* EXERCISE OBJECTIVE: Return every line of the records below that contains the word "siding", copying each line in full.

# START OF RECORDED INFORMATION

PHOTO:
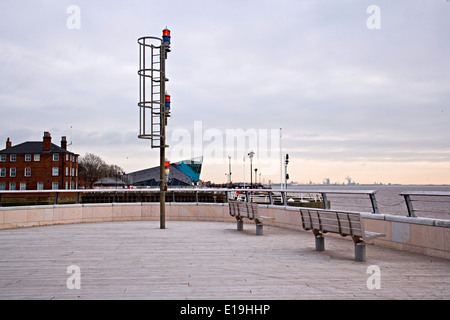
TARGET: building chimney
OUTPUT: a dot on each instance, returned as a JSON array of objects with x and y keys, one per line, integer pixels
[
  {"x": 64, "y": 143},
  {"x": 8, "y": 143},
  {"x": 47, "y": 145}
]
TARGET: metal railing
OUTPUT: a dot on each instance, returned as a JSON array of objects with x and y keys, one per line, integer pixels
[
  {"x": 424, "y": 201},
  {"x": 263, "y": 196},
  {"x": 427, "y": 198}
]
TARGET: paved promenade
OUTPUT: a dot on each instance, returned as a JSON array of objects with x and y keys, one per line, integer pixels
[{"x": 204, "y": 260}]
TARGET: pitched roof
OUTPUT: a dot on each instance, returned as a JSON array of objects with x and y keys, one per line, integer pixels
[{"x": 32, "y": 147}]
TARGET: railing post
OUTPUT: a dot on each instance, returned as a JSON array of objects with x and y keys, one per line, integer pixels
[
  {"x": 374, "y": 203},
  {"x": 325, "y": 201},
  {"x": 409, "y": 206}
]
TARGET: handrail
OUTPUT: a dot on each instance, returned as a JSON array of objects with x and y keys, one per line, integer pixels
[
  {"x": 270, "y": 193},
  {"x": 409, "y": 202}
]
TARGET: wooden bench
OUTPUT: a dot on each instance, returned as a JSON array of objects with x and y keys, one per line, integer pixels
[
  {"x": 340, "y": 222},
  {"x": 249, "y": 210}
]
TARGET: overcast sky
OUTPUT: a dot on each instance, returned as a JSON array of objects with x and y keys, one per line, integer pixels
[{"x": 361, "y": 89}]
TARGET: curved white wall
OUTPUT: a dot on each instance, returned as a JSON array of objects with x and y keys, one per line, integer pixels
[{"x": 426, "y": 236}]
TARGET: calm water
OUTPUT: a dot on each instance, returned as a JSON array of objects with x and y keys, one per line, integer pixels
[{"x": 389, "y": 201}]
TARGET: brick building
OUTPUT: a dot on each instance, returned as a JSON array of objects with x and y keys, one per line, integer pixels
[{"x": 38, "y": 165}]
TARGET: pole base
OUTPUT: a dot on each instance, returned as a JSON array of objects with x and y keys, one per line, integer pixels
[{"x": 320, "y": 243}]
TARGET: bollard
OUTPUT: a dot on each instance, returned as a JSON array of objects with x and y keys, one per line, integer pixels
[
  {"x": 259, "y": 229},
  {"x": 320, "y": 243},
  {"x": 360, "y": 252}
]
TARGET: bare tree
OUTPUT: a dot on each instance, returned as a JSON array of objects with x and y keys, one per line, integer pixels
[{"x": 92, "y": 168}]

# END OF RECORDED INFORMATION
# START OF RECORDED INFORMATION

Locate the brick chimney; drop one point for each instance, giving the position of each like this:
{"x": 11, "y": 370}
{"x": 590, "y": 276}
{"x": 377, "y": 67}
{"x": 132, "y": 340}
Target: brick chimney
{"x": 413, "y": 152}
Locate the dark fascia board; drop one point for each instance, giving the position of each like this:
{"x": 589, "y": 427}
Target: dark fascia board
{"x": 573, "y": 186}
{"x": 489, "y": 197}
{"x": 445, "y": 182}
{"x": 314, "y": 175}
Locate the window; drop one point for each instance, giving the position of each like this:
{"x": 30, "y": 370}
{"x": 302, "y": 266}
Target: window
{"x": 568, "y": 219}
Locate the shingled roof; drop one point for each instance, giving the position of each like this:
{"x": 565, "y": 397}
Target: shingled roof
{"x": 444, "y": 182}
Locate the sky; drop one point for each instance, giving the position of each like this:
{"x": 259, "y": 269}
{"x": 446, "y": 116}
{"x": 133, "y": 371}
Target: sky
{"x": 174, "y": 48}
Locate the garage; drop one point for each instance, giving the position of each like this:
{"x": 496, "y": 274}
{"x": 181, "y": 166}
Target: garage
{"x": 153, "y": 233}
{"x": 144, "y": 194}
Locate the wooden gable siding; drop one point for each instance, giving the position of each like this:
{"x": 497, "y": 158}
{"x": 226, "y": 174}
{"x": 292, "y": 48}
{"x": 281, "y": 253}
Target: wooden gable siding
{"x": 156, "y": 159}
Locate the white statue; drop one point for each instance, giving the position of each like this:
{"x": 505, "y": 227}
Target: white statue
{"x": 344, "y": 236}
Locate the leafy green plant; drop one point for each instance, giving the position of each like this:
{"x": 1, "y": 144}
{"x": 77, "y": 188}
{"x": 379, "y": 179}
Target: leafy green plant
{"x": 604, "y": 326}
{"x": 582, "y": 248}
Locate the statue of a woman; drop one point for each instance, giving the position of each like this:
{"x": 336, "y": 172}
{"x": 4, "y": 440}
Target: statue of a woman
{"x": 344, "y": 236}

# END OF RECORDED INFORMATION

* SOLUTION TO THE PROBLEM:
Locate the wooden gable siding; drop one point for each instance, giving the position of each like this:
Target: wooden gable siding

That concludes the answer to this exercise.